# TO DO
Copy the lines below word for word, beginning at the line that contains "I need help finding the hazy" and stopping after the line that contains "317 110 340 132". Include both of those lines and nothing else.

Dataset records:
◇ ◇ ◇
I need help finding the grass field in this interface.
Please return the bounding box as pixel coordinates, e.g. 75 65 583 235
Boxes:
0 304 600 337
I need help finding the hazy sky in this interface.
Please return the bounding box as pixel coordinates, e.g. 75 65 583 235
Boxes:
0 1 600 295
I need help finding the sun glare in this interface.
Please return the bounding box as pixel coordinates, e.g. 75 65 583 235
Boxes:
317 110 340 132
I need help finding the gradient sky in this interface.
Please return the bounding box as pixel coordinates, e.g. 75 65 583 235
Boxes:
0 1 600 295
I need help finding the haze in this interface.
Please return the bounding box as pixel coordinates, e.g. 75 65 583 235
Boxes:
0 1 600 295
◇ ◇ ◇
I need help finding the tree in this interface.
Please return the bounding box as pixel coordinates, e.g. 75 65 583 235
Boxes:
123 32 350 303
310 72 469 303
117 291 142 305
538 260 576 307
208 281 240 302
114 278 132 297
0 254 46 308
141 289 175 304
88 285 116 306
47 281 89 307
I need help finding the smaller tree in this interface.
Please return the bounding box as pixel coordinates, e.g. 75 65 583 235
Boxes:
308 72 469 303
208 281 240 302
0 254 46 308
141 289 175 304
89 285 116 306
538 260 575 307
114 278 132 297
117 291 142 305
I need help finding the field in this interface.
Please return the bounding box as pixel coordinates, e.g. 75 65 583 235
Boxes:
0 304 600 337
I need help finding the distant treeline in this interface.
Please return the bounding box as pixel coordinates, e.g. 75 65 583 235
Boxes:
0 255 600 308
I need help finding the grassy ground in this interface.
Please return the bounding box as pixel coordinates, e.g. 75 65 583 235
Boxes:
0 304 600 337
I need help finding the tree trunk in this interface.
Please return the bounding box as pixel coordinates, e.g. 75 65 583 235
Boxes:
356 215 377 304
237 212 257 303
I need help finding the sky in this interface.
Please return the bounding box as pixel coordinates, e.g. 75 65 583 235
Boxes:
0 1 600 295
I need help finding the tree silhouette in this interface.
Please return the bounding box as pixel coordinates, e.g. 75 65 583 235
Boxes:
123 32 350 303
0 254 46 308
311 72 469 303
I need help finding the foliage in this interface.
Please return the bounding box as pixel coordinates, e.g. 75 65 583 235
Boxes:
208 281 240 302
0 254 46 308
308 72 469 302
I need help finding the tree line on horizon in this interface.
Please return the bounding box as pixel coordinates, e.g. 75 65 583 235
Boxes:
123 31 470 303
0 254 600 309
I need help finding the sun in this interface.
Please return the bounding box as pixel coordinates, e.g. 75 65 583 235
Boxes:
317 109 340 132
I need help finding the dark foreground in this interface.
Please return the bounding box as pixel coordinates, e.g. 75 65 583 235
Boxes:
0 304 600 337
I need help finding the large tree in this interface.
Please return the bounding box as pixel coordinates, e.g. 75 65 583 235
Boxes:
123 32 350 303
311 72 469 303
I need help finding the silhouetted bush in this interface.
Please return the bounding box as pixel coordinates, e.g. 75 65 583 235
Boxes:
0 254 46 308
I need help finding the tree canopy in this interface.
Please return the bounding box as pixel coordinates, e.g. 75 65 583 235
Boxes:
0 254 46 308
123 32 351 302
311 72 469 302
◇ ◇ ◇
# RESULT BELOW
I need help finding the hazy sky in this interface.
Please return the bounding box as pixel coordinates, e.g. 75 65 583 235
Boxes:
0 1 600 295
I need help finding the sun glare in this interface.
Please return the bounding box as pixel coordinates, e.g. 75 65 583 235
Boxes:
317 110 340 132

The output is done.